Your task is to retype, word for word, the lines from the start of the data through the line holding "positive clicks: (380, 124)". Do not include the pictures.

────────────────────

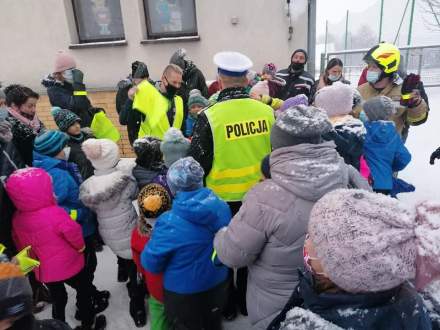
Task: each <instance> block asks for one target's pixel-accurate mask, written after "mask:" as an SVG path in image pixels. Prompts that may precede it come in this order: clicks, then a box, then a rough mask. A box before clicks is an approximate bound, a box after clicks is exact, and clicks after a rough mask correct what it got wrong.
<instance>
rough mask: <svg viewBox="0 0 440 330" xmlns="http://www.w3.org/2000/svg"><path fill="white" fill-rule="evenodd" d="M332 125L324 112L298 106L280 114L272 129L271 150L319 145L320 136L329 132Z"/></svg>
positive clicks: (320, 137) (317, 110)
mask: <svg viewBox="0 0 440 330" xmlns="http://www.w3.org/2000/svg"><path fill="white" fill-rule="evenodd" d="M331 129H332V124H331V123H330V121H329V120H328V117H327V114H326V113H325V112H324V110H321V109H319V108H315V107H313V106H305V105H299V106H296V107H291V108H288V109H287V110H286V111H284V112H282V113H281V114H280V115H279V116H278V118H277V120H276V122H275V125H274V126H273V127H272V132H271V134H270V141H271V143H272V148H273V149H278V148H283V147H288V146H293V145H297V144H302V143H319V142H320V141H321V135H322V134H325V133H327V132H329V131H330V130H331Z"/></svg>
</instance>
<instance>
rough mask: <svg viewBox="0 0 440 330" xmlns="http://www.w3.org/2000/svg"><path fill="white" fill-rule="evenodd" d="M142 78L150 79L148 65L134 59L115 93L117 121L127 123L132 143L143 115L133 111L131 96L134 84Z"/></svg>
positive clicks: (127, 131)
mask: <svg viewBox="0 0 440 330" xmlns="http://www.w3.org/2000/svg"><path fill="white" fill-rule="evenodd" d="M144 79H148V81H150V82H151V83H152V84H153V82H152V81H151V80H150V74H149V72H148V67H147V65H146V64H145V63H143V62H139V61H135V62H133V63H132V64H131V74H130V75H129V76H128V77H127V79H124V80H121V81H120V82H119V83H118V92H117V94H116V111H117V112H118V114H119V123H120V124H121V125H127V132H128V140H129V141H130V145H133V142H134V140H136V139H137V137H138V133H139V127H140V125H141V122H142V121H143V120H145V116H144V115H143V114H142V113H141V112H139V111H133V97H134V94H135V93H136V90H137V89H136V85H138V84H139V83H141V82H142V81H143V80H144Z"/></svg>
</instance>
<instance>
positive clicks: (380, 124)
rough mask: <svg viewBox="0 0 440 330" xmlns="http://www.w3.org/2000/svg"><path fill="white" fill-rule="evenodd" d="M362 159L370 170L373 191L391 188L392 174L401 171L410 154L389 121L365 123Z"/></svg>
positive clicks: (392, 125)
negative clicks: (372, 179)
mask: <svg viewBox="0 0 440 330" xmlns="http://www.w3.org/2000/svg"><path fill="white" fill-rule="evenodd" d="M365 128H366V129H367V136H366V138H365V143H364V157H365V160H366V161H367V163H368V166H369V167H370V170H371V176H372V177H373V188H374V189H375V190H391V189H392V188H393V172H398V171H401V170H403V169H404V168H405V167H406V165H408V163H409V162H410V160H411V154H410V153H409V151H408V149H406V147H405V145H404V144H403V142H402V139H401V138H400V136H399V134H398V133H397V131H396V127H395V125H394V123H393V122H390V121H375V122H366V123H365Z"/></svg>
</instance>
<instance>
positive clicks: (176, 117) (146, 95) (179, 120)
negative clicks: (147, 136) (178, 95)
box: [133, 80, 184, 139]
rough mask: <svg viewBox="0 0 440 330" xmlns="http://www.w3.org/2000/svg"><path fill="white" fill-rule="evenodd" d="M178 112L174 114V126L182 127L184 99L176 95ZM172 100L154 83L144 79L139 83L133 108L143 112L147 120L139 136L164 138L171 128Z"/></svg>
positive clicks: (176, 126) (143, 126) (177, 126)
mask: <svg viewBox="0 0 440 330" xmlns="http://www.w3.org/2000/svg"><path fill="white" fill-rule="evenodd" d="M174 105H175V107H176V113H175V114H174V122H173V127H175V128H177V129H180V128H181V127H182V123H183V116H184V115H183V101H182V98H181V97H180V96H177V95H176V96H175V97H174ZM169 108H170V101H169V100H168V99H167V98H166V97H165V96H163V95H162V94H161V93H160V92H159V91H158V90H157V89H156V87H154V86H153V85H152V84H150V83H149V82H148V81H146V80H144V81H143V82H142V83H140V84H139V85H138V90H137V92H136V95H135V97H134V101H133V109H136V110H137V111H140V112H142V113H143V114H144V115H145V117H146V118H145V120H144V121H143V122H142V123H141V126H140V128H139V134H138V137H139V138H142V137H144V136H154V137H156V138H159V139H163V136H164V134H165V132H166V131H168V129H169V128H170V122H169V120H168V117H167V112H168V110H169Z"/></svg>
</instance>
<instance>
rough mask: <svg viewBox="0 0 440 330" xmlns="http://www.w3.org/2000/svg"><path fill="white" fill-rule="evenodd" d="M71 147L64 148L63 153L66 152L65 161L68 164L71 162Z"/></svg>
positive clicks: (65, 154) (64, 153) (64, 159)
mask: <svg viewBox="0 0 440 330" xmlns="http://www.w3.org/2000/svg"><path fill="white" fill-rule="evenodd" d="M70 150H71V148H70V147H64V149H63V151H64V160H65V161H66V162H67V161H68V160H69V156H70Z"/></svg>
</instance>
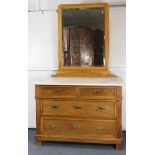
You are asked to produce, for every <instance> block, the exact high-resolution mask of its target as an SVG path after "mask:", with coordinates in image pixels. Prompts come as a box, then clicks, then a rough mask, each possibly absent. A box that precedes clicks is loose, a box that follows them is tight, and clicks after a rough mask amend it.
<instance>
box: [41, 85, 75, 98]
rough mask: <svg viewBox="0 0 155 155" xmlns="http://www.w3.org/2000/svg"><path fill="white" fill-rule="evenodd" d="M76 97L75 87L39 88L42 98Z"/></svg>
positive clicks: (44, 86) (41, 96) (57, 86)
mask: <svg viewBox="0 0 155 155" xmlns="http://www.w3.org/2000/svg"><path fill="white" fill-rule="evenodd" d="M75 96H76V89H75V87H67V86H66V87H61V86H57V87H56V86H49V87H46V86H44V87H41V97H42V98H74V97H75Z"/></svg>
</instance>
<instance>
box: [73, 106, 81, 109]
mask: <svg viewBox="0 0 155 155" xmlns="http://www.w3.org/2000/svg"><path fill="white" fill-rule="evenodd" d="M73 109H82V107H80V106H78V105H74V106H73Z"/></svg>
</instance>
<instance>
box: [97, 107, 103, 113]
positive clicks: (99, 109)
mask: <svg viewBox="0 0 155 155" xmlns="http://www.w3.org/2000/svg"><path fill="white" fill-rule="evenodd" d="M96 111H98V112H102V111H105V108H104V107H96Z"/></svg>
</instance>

────────────────────

> [Solution for this task]:
Task: each <instance> block asks for one target's pixel-accurate mask, written after "mask:" as an SVG path in image pixels. Prompts that may precede it come in this order: clicks, then a box, then a rough mask. A box before clicks is an approximate bound, a box after clicks is exact, and clicks after a rough mask correct what it got wrong.
<instance>
rough mask: <svg viewBox="0 0 440 330" xmlns="http://www.w3.org/2000/svg"><path fill="white" fill-rule="evenodd" d="M332 125L324 112L298 106L280 114L272 129L271 150L319 145L320 136L329 132Z"/></svg>
positive clicks: (320, 137) (317, 110)
mask: <svg viewBox="0 0 440 330" xmlns="http://www.w3.org/2000/svg"><path fill="white" fill-rule="evenodd" d="M331 129H332V124H331V123H330V121H329V120H328V117H327V114H326V113H325V112H324V110H321V109H319V108H315V107H313V106H305V105H299V106H296V107H291V108H288V109H287V110H286V111H284V112H282V113H281V114H280V115H279V116H278V118H277V120H276V122H275V125H274V126H273V127H272V132H271V134H270V141H271V143H272V148H273V149H278V148H283V147H288V146H293V145H297V144H302V143H319V142H320V141H321V135H322V134H325V133H327V132H329V131H330V130H331Z"/></svg>
</instance>
<instance>
rough mask: <svg viewBox="0 0 440 330" xmlns="http://www.w3.org/2000/svg"><path fill="white" fill-rule="evenodd" d="M142 78L150 79L148 65L134 59L115 93L117 121L127 123L132 143L143 115L133 111L131 96L134 84Z"/></svg>
positive clicks: (127, 131)
mask: <svg viewBox="0 0 440 330" xmlns="http://www.w3.org/2000/svg"><path fill="white" fill-rule="evenodd" d="M144 79H148V81H150V82H151V83H152V84H153V82H152V81H151V80H150V74H149V72H148V67H147V65H146V64H145V63H143V62H139V61H135V62H133V63H132V64H131V74H130V75H129V76H128V77H127V79H124V80H121V81H120V82H119V83H118V92H117V94H116V111H117V112H118V114H119V123H120V124H121V125H127V132H128V140H129V141H130V145H133V142H134V140H136V139H137V137H138V133H139V127H140V125H141V122H142V121H143V120H145V116H144V115H143V114H142V113H141V112H139V111H133V97H134V94H135V93H136V90H137V89H136V85H138V84H139V83H141V82H142V81H143V80H144Z"/></svg>
</instance>
<instance>
positive clicks: (380, 124)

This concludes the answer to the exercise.